>> Start EXERCISE DATA

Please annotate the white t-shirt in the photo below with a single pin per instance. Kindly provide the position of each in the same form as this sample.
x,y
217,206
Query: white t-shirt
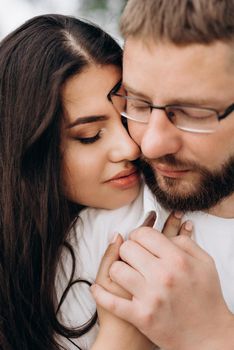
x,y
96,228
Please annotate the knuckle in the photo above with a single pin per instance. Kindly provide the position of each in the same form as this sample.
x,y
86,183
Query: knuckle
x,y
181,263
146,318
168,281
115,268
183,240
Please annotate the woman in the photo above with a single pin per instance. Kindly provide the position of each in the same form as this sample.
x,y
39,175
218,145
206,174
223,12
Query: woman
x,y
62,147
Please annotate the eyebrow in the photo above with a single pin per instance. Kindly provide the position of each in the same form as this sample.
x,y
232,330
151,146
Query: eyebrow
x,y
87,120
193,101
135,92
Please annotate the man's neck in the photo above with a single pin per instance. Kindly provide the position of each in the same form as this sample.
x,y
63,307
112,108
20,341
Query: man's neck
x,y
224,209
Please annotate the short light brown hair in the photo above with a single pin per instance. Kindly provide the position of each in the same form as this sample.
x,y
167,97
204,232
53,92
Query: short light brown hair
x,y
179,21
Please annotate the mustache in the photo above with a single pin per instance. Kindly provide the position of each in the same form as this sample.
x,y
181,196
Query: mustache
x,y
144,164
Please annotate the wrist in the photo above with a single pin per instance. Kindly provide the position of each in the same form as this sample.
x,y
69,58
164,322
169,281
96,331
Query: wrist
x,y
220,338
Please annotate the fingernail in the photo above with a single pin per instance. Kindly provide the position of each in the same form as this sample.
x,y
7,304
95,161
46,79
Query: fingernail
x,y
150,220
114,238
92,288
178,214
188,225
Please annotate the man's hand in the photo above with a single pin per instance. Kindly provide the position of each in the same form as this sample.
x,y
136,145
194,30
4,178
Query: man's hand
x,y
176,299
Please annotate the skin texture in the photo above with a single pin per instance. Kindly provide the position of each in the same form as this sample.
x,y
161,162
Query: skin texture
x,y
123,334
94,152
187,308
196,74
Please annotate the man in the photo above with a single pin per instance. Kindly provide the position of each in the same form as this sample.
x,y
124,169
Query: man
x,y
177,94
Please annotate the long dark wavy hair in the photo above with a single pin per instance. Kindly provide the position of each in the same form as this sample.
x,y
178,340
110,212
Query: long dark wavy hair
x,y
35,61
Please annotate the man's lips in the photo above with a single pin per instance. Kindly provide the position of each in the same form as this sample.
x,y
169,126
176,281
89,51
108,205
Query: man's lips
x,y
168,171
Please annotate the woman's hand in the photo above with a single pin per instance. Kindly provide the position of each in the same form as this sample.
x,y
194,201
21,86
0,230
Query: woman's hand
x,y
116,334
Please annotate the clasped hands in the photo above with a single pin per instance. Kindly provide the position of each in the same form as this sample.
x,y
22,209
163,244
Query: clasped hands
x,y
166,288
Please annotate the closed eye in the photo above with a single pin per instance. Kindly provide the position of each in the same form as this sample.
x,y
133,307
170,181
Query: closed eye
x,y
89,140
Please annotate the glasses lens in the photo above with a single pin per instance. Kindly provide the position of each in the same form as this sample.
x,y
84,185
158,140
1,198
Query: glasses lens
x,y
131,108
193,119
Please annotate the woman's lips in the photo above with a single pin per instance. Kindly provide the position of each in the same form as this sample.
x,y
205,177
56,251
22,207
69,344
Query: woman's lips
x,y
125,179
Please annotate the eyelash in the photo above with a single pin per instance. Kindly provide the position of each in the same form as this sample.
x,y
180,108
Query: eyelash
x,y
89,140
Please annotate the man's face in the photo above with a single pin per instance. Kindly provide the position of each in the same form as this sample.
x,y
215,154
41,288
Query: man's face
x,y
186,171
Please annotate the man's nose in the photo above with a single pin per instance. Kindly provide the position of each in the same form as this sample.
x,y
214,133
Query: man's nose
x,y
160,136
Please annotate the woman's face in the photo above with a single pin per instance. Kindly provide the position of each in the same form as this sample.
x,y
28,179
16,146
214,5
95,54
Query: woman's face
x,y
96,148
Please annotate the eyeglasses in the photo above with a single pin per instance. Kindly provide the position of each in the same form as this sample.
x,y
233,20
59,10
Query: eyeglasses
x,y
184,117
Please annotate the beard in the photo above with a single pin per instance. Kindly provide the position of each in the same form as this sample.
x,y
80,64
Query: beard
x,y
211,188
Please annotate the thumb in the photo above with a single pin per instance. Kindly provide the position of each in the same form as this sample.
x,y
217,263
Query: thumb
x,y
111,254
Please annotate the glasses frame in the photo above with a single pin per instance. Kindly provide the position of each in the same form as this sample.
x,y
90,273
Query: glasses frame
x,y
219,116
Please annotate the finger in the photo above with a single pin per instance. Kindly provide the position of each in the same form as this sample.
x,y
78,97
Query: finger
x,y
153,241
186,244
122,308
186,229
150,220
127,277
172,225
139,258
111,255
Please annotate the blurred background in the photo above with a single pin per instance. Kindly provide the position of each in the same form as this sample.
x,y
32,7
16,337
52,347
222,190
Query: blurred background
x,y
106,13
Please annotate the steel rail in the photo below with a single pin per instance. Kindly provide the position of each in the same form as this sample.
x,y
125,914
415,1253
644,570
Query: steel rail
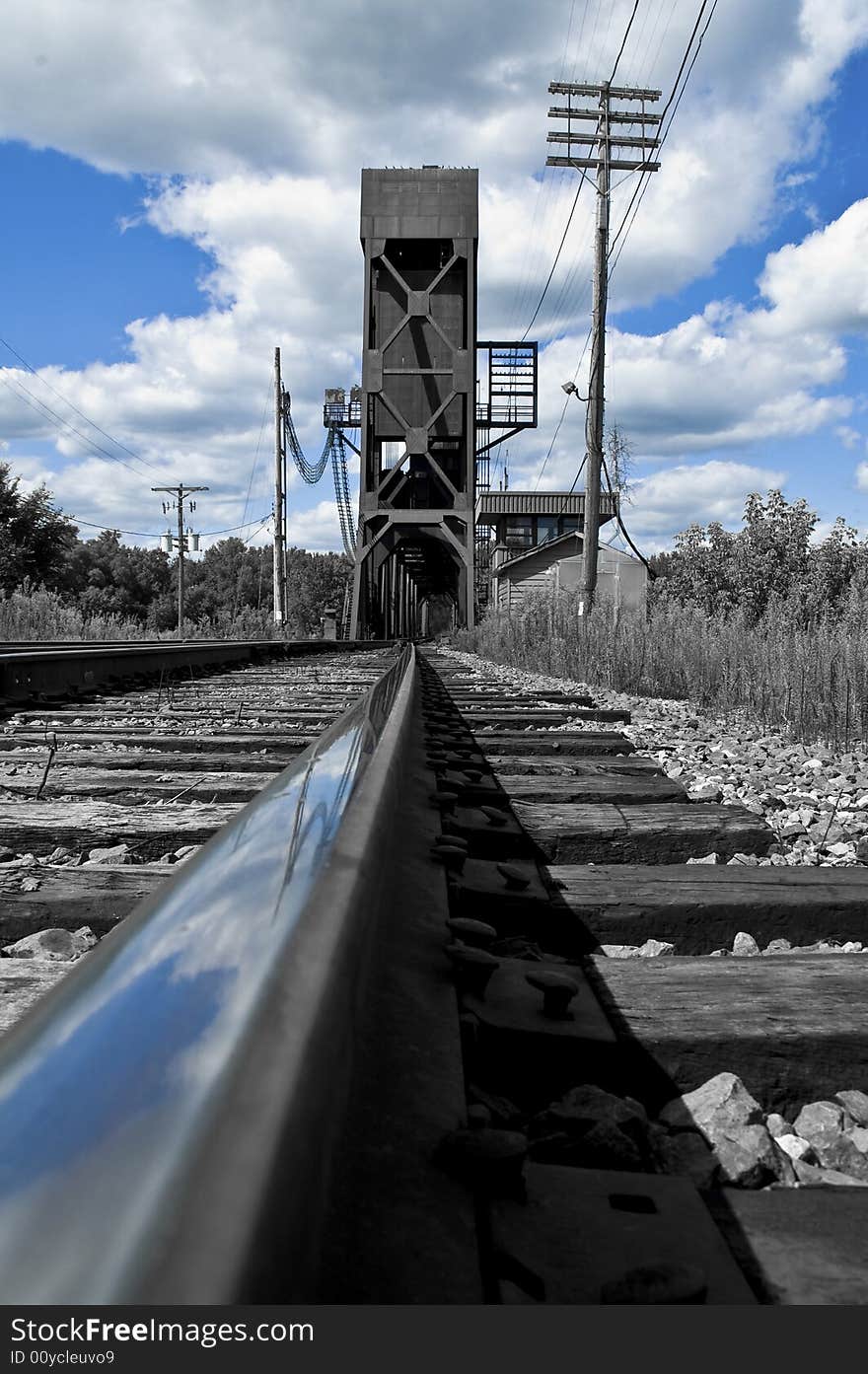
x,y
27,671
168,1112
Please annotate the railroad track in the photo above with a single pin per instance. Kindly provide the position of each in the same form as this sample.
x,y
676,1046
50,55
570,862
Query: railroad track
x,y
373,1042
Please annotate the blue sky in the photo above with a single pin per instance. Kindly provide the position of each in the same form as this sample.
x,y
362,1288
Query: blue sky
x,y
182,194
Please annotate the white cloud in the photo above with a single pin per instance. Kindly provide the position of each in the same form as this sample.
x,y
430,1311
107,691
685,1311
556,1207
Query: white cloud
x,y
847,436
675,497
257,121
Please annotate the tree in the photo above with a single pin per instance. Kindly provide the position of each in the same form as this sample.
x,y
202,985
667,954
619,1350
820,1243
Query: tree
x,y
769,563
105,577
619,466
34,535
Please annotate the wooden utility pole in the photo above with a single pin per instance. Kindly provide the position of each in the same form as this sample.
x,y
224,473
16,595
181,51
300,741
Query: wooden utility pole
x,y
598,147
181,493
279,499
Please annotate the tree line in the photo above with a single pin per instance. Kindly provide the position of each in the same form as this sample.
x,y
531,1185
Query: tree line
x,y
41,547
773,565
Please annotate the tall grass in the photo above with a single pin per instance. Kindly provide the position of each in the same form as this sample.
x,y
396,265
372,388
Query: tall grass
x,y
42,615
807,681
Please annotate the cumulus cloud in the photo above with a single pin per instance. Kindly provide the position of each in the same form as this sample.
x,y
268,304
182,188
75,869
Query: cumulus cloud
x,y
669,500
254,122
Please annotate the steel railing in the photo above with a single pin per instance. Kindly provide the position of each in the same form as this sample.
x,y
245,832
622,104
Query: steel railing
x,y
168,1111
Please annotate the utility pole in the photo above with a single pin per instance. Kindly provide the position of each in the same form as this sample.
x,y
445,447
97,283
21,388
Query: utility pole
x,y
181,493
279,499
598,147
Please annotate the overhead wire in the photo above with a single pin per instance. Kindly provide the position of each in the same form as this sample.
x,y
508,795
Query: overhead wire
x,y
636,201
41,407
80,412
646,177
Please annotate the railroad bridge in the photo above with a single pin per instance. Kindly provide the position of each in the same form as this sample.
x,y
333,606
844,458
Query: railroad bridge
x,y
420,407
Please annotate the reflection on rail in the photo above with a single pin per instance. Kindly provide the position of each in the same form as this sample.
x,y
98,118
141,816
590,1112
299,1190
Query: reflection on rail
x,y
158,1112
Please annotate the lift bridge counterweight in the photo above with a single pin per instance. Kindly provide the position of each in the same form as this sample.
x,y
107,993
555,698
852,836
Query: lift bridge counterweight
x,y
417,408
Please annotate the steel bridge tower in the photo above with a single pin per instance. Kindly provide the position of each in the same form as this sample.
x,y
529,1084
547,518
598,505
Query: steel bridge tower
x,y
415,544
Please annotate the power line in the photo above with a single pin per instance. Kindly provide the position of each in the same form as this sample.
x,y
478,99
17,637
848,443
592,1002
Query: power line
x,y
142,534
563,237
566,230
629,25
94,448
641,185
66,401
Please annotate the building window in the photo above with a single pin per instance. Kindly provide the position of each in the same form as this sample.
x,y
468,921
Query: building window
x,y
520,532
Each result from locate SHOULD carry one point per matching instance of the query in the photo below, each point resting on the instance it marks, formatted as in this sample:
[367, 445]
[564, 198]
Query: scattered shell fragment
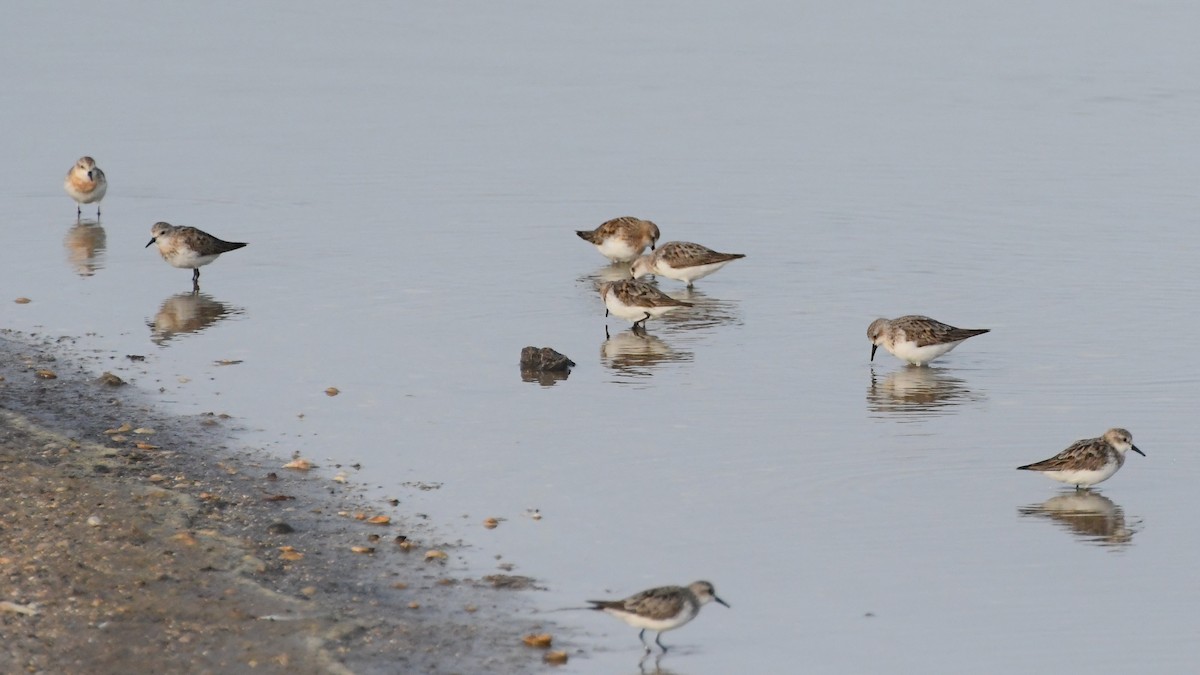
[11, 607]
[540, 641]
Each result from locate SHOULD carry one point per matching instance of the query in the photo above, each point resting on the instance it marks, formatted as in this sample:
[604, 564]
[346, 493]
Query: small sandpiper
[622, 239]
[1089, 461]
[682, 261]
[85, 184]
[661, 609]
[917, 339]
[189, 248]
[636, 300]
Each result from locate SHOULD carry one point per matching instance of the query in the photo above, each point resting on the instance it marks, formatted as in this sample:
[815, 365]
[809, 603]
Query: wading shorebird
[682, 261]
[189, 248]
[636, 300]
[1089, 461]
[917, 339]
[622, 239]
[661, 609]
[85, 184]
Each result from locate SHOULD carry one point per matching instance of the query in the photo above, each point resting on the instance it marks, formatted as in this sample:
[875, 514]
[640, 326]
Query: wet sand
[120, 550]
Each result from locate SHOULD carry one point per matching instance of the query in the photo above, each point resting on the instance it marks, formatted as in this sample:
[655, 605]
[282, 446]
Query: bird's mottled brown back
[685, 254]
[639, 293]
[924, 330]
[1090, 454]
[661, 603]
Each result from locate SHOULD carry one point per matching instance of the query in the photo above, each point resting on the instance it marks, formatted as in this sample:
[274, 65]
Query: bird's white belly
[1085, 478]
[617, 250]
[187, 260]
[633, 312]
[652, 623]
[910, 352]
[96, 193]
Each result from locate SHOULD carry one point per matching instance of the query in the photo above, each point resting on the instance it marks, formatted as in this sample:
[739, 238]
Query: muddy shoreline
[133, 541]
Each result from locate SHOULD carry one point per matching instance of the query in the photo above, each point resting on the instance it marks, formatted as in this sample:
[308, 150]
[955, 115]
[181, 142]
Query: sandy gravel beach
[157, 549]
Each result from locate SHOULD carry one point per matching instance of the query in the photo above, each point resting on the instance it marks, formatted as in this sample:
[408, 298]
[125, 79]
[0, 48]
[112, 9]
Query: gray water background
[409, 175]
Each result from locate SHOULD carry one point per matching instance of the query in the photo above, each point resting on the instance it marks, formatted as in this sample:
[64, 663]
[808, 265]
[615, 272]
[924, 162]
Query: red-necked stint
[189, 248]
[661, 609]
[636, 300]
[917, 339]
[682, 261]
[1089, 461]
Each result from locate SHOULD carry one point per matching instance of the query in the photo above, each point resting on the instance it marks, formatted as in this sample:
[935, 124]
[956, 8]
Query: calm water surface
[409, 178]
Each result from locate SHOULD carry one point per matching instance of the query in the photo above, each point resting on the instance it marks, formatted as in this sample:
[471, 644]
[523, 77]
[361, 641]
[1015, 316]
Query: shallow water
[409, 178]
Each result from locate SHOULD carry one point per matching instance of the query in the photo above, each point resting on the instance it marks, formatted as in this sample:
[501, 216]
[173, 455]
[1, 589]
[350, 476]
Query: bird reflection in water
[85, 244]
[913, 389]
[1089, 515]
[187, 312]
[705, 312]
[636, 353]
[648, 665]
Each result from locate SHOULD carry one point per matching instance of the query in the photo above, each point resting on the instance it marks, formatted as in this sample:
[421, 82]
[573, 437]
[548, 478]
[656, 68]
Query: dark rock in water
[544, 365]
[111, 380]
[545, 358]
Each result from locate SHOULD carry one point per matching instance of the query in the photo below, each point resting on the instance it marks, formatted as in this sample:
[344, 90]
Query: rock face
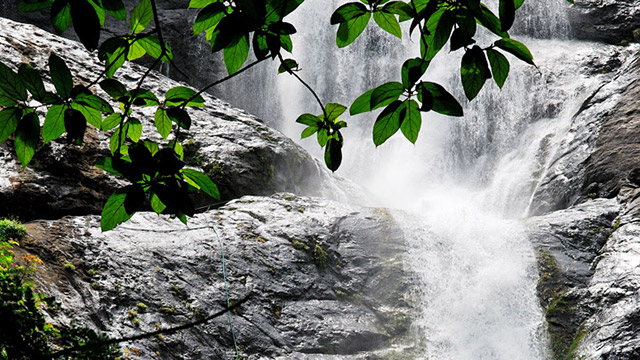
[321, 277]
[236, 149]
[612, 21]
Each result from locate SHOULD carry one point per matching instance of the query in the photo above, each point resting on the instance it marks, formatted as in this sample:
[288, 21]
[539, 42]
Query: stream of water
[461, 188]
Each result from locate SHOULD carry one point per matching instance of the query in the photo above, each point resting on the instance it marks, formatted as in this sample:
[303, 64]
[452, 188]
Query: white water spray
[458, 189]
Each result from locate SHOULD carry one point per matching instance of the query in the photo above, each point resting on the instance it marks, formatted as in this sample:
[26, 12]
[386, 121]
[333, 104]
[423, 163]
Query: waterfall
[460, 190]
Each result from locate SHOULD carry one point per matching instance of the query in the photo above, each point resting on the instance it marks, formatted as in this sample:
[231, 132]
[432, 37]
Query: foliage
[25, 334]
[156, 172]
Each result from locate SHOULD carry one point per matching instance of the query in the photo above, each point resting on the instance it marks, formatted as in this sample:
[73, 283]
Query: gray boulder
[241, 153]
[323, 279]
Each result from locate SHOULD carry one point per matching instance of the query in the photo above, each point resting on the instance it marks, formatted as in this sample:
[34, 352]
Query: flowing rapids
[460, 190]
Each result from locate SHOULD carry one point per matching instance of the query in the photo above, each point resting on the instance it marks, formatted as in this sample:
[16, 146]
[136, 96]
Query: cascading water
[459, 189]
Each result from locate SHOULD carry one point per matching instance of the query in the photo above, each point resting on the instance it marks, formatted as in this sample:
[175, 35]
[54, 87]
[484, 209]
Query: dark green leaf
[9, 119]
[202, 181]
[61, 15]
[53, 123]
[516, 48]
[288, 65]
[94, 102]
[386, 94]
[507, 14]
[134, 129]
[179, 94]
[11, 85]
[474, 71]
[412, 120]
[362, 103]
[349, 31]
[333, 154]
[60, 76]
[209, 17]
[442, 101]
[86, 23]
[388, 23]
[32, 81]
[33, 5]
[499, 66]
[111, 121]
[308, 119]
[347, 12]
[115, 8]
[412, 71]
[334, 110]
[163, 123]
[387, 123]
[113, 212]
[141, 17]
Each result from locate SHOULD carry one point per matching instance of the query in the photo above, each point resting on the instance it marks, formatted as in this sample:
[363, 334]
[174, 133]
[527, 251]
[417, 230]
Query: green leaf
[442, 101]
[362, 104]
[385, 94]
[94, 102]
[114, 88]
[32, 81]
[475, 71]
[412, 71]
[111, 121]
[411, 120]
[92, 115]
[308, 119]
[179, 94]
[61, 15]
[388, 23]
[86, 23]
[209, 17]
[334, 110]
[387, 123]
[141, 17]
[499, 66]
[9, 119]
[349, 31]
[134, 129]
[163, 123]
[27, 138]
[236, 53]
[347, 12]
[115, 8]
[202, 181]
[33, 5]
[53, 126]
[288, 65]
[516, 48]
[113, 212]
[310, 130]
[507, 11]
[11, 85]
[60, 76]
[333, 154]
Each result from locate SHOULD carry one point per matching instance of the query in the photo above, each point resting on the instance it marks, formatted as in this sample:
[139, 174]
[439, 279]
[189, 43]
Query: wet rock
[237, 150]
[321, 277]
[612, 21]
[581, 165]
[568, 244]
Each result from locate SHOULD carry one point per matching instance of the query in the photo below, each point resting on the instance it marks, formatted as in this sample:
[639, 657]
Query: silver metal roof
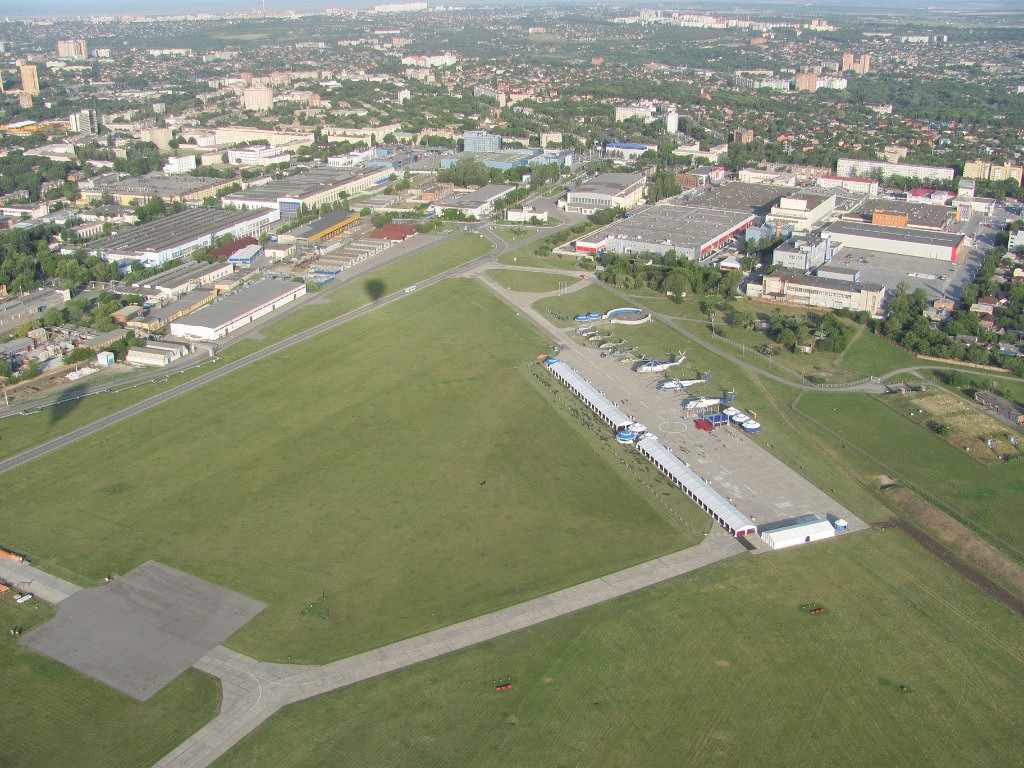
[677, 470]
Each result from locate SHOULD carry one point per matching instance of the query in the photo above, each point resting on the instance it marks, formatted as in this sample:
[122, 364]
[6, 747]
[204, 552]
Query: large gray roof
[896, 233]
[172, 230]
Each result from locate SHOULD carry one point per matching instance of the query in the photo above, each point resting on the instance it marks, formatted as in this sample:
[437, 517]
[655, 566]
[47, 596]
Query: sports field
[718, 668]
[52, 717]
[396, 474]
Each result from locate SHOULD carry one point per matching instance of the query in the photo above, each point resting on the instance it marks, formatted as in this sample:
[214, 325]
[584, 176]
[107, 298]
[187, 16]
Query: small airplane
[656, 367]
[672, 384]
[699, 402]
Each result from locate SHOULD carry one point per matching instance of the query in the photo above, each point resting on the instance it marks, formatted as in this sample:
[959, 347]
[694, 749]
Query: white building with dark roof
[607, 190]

>> End EXERCISE DATA

INSTRUCTIONS FOR THE TASK
Filter the rows above down to every line that contains the string "shirt". Matching is case-sensitive.

WRITTEN ANSWER
Please annotate the white t-shirt in the photo below with a single pin per instance. Kindly provide the position of each in the same form as this sample.
Query: white t-shirt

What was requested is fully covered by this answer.